━━ Entries provided ━━

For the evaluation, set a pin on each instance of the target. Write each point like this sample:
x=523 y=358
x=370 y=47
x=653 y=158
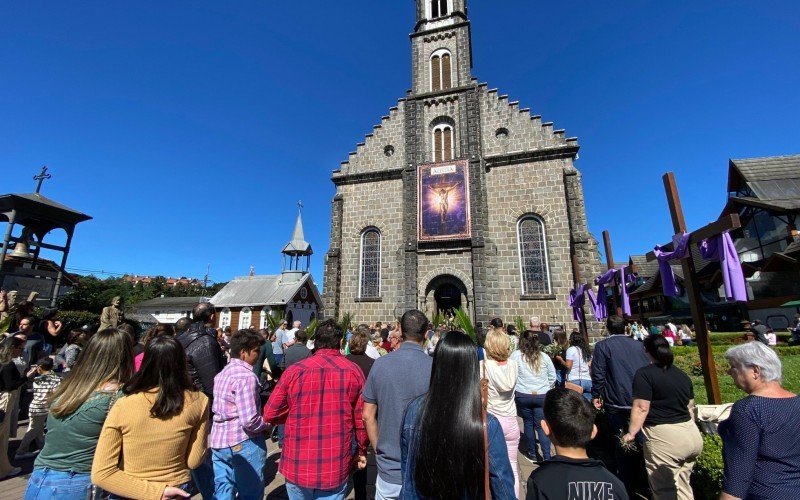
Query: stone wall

━━━

> _Request_:
Lay out the entries above as a JSON list of strings, one string per line and no strings for blank lines. Omit the pictures.

> _Problem solution_:
[
  "For the evaluation, set a pin on each instance of the target. Write each point like this sample:",
  "x=523 y=358",
  "x=370 y=47",
  "x=653 y=158",
  "Query: stone wall"
]